■ Required task
Output the lines below as a two-column CSV with the columns input and output. Give one row for each line that asks for points, with that line's text and its answer each in one quoted field and line breaks turned into spaces, and leave out the pictures.

■ Material
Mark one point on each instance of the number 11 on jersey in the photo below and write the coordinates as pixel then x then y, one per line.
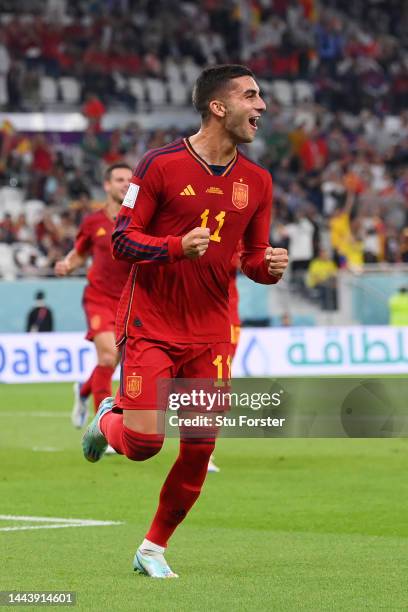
pixel 215 236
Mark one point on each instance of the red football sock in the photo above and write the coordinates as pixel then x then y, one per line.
pixel 101 384
pixel 181 488
pixel 136 446
pixel 86 387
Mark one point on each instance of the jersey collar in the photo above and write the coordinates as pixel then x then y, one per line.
pixel 204 164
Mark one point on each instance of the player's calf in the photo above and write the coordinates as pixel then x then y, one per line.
pixel 141 446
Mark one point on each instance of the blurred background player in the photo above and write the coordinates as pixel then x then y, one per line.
pixel 106 279
pixel 40 318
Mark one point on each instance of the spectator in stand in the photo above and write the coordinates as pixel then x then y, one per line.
pixel 94 110
pixel 398 306
pixel 300 234
pixel 7 230
pixel 321 279
pixel 313 152
pixel 40 318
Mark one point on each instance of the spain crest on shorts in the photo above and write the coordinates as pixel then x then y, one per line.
pixel 133 386
pixel 240 193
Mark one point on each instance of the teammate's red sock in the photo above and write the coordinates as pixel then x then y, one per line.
pixel 136 446
pixel 86 387
pixel 101 384
pixel 181 488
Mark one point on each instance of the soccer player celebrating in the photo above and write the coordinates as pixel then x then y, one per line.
pixel 106 279
pixel 187 207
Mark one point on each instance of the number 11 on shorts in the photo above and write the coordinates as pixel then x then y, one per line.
pixel 218 362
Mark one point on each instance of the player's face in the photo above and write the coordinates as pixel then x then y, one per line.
pixel 243 107
pixel 118 184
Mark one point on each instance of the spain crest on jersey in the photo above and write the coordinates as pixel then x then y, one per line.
pixel 240 195
pixel 133 386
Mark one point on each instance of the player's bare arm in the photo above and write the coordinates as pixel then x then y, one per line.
pixel 196 242
pixel 71 262
pixel 277 260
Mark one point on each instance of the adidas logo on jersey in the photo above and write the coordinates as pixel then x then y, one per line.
pixel 214 190
pixel 188 191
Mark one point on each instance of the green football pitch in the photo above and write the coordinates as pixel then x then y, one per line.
pixel 288 524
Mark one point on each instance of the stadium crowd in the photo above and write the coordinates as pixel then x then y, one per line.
pixel 353 54
pixel 340 177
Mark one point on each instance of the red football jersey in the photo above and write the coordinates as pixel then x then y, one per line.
pixel 169 297
pixel 233 291
pixel 105 274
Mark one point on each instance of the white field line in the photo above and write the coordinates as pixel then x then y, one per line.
pixel 52 523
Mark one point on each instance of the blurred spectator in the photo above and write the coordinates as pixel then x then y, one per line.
pixel 300 235
pixel 40 318
pixel 398 306
pixel 7 230
pixel 94 110
pixel 321 279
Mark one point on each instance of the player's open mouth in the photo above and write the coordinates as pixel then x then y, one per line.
pixel 254 121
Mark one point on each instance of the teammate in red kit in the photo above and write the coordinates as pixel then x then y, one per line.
pixel 188 206
pixel 106 279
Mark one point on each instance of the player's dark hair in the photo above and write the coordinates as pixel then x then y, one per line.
pixel 212 81
pixel 117 166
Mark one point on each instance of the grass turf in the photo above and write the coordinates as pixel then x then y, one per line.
pixel 288 524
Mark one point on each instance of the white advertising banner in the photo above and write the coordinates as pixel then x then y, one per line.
pixel 312 351
pixel 317 351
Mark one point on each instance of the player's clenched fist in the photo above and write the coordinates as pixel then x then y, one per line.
pixel 62 268
pixel 196 242
pixel 277 260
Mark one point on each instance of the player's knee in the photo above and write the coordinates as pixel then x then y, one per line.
pixel 139 446
pixel 197 450
pixel 107 359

■ Correct result
input,output
"Mark one point on each instance of the number 11 on jersey in the photo below and write the coordinates as pixel then x then y, one per line.","pixel 215 236"
"Mark one point on each instance of the red football sock in the photo above and write the coordinates as pixel then x then y, one per line.","pixel 101 384 pixel 181 488 pixel 136 446 pixel 86 387"
"Mark one point on each instance of the jersey collar in the photo above and write the coordinates as pixel then x then y, one per line.","pixel 204 164"
"Mark one point on each instance of the player's calf in the photo above and write the coordinates as pixel then x then y, one per line.","pixel 141 446"
"Mark one point on each instance of the blurred background player in the photo above and write the coordinates as pixel then x then y, one per line.","pixel 106 279 pixel 40 318"
"Mark one point on each instance of the spectator in stand in the photo above and write the coordinates as pixel then x then y, one per line.","pixel 94 110 pixel 398 306 pixel 300 234 pixel 7 230 pixel 321 279 pixel 313 152 pixel 40 318"
"Mark one point on each instance of the spain crest on shorts in the photo above and write the coordinates as pixel then x then y, one per line.","pixel 133 386 pixel 240 193"
"Mark one point on each instance of the teammate's red sock in the photo above and write the coordinates as pixel then x then y, one per line.","pixel 136 446 pixel 86 387 pixel 101 384 pixel 181 488"
"Mark one point on each instance of the soccer player celebrating in the photo above and write the coordinates as pixel then x then y, one per line.","pixel 106 279 pixel 187 207"
"Mark one point on each instance of the number 11 on shorts in the photo above and write the coordinates as pixel then x then y, one per line.","pixel 218 362"
"Mark one point on each instance of the player's face in the photo above and write the coordinates as pixel then x then y, one per line.","pixel 243 107 pixel 118 184"
"Mark one point on each instance of the spain crest on jersey in the photo above and write the coordinates as pixel then x then y, one per line.","pixel 240 195 pixel 133 386"
"Mark one point on each instance of the player's bare arm in the photo above and write the coordinates as pixel then x then y, one per line.","pixel 196 242 pixel 71 262 pixel 277 260"
"Mark one point on each instance of the adidas logo on jersey in the photo above and write the coordinates as pixel then x then y, one per line.","pixel 214 190 pixel 188 191"
"Mark one point on each instance of the green football pitch in the photo above and write the coordinates as pixel then x then y, one per line.","pixel 288 524"
"Mark one point on each instance of the stadium crowd in the photo above and write the coordinates as pixel then x then y, one per line.","pixel 353 54 pixel 340 177"
"Mark one point on each instance of the red football jersey in the photo above and write the coordinates as pixel then x then y, one per line.","pixel 169 297 pixel 233 291 pixel 105 274"
"Mark one point on each instance of the white field line in the photo above and write the coordinates as pixel then x then y, one per line.","pixel 52 523"
"Mark one point on each instance of the blurred spectator in the photo above and write the coordinates as pixel then x then y, one per line.","pixel 300 235 pixel 40 318 pixel 398 306 pixel 7 230 pixel 94 110 pixel 321 279"
"Mark one point on each instance of the player's open mouth in the photo above and write the coordinates as pixel then x then y, one per line.","pixel 254 121"
"Mark one point on each instance of the teammate in red kit in the photo above and write the coordinates as pixel then x then y, one per line.","pixel 188 206 pixel 106 279"
"Mark one point on each instance of the player's dark hair in the photo above and write the coordinates as pixel then x then y, one per line.","pixel 212 81 pixel 117 166"
"Mark one point on each instance of the grass turf in the photo above and write the coordinates as pixel then x then y, one per line.","pixel 288 524"
"Mark one point on each instance of the white advertising banner in the photo above and write the coordinates as pixel then x then y, one per line.","pixel 312 351 pixel 317 351"
"Mark one point on each instance of the player's clenched fist in the photo above and write the coordinates as pixel then x then y, one per line.","pixel 62 268 pixel 196 242 pixel 277 260"
"Mark one point on each instance of the player's knee in the photo above and write the coordinates as pixel then x then y, one per line.","pixel 139 446 pixel 197 450 pixel 107 359"